Problem description:
Your task is to copy the listing exactly. Drop any pictures from the copy.

Data excerpts:
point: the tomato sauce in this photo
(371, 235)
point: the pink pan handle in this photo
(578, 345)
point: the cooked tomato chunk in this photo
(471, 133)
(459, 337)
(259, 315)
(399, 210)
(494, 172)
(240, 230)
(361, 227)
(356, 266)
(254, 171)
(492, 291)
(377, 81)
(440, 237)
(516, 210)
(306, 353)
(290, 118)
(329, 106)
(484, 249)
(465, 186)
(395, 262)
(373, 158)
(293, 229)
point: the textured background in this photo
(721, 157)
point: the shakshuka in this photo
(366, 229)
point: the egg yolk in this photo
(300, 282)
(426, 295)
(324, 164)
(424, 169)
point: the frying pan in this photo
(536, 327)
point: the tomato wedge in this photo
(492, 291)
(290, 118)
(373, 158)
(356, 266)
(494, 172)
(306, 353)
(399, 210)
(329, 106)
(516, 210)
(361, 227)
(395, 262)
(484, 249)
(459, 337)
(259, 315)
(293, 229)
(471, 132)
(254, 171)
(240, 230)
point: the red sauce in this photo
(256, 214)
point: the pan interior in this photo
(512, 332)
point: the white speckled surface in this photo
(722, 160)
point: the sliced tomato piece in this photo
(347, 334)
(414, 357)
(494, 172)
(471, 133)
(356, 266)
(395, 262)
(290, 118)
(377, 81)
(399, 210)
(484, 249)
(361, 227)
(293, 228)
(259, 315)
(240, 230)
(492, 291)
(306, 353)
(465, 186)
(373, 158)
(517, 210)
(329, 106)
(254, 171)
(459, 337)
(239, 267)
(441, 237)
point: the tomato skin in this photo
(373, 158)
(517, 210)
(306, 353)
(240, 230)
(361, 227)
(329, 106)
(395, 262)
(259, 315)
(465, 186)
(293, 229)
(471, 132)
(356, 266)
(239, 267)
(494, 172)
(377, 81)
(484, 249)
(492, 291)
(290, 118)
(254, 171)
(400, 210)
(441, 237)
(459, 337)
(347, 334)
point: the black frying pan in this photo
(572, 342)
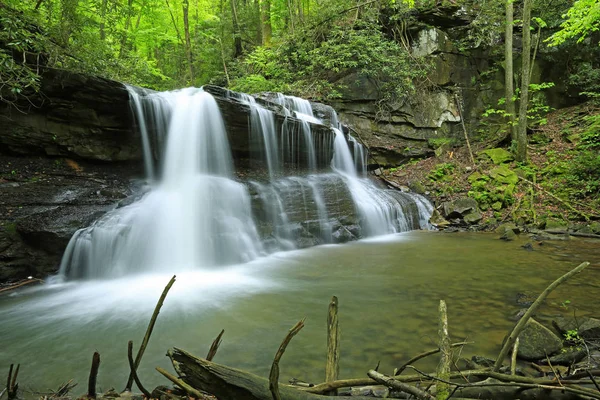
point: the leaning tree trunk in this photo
(509, 90)
(521, 155)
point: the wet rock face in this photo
(45, 202)
(76, 116)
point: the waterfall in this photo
(198, 214)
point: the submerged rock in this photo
(536, 342)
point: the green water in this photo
(388, 292)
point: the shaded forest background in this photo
(307, 47)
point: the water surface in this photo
(388, 290)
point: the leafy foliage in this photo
(582, 19)
(310, 61)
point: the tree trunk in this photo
(521, 154)
(237, 35)
(103, 19)
(137, 22)
(68, 11)
(267, 29)
(126, 29)
(188, 42)
(509, 90)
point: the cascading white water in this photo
(195, 215)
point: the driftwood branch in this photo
(187, 388)
(513, 360)
(133, 370)
(425, 354)
(274, 374)
(215, 346)
(11, 383)
(332, 367)
(403, 387)
(524, 383)
(521, 324)
(21, 284)
(443, 370)
(93, 375)
(140, 353)
(229, 383)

Finished exercise:
point: the tomato sauce in this photo
(371, 235)
point: the pink pan handle in this photo
(578, 345)
point: the cooked tomato chunk in this photo
(471, 133)
(459, 337)
(259, 315)
(399, 210)
(494, 172)
(240, 230)
(361, 227)
(356, 266)
(254, 171)
(492, 291)
(377, 81)
(440, 237)
(516, 210)
(306, 353)
(290, 118)
(329, 106)
(484, 249)
(465, 186)
(395, 262)
(373, 158)
(293, 229)
point: the textured background in this photo
(721, 157)
point: the shakshuka in this photo
(366, 229)
point: the egg yolk in this photo
(300, 282)
(426, 295)
(324, 164)
(424, 169)
point: the frying pan in this photo
(536, 327)
point: the tomato wedge in this photo
(492, 291)
(290, 118)
(373, 158)
(356, 266)
(494, 172)
(306, 353)
(399, 210)
(329, 106)
(516, 210)
(361, 227)
(395, 262)
(484, 249)
(459, 337)
(259, 315)
(293, 229)
(471, 132)
(254, 171)
(240, 230)
point: the red sauce in this photo
(256, 214)
point: the pan interior in this photo
(512, 332)
point: the white speckled surface in this photo
(722, 160)
point: the sliced tomato piece in this photo
(347, 334)
(414, 357)
(494, 172)
(471, 133)
(356, 266)
(395, 262)
(290, 118)
(377, 81)
(399, 210)
(484, 249)
(361, 227)
(293, 228)
(259, 315)
(240, 230)
(492, 291)
(306, 353)
(465, 186)
(373, 158)
(517, 210)
(329, 106)
(254, 171)
(459, 337)
(239, 267)
(441, 237)
point: the tomato skin in this photo
(373, 158)
(517, 210)
(306, 353)
(240, 230)
(361, 227)
(329, 106)
(395, 262)
(259, 315)
(465, 186)
(293, 229)
(471, 132)
(356, 266)
(239, 267)
(494, 172)
(377, 81)
(484, 249)
(492, 291)
(290, 118)
(254, 171)
(400, 210)
(441, 237)
(459, 337)
(347, 334)
point: the black frying pan in this photo
(572, 342)
point: the leaning tree trunk in this photo
(509, 90)
(521, 155)
point: the wet rock face in this photo
(45, 202)
(76, 116)
point: the waterfall in this photo
(198, 214)
point: the submerged rock in this photo
(536, 342)
point: the green water in this photo
(388, 292)
point: the shaded forest background in this photo
(307, 47)
point: the water surface in this photo
(388, 290)
point: the leafy foliage in this photo
(582, 19)
(310, 61)
point: the tree trunk in this photo
(521, 154)
(237, 35)
(103, 19)
(137, 22)
(68, 11)
(267, 29)
(126, 29)
(188, 42)
(509, 90)
point: the cascading white water in this photo
(195, 215)
point: the driftwood branch in this photo
(187, 388)
(513, 360)
(133, 370)
(425, 354)
(274, 374)
(215, 346)
(11, 383)
(332, 367)
(403, 387)
(524, 383)
(521, 324)
(21, 284)
(443, 370)
(93, 375)
(140, 353)
(229, 383)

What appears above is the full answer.